WHAT IS BEING ASKED: Shift every coordinate in the answers up by 66, and write out again, requests included, the part of the rows that opens with the line containing "Pin every instance of the dark rustic" and runs through the end of the rows.

LISTED RECORDS:
──────────────────────────────

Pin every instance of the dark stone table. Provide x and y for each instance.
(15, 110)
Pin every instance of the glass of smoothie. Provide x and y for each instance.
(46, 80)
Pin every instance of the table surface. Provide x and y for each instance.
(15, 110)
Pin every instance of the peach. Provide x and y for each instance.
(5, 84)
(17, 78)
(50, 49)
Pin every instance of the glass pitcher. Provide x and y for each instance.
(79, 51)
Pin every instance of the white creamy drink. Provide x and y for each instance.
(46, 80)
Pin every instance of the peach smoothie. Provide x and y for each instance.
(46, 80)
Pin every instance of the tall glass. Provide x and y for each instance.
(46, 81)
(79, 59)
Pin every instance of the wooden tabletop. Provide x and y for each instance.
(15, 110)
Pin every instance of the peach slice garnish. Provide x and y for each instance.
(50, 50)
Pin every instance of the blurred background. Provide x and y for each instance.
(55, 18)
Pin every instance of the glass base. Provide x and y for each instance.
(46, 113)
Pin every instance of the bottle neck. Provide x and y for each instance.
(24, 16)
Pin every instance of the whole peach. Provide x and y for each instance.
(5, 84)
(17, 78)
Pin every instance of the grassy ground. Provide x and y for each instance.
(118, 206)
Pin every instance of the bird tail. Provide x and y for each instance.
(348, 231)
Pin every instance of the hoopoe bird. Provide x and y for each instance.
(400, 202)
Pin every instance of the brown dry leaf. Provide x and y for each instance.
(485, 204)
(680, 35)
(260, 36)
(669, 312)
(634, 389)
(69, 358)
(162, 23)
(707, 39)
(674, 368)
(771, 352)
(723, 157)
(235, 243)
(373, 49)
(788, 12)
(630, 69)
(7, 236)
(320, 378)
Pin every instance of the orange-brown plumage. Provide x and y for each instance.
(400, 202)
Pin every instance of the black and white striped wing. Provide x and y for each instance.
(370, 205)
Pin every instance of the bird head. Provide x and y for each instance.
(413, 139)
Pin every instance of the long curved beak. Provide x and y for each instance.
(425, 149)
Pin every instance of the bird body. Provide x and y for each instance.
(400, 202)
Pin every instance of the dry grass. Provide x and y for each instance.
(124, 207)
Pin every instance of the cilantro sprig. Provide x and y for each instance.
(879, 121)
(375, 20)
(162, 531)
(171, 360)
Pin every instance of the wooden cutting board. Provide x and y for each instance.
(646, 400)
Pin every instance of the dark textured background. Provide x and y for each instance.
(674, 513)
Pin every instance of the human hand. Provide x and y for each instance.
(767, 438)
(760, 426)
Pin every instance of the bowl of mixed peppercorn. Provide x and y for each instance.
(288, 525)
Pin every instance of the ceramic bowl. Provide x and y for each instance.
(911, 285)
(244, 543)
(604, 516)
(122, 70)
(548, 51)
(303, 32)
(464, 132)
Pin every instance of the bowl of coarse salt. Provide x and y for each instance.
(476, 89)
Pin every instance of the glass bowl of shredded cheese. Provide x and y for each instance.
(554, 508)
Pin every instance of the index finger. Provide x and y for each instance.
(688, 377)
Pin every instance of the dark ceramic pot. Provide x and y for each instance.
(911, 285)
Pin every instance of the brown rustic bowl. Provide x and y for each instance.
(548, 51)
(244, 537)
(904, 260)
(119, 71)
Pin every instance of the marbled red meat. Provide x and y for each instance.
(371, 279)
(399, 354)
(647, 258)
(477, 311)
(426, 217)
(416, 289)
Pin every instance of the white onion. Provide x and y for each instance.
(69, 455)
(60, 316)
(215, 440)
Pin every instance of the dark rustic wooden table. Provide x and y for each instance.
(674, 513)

──────────────────────────────

EXERCISE RESULT:
Pin every instance of the dark rustic wooden table. Provide x and y for each instance.
(740, 579)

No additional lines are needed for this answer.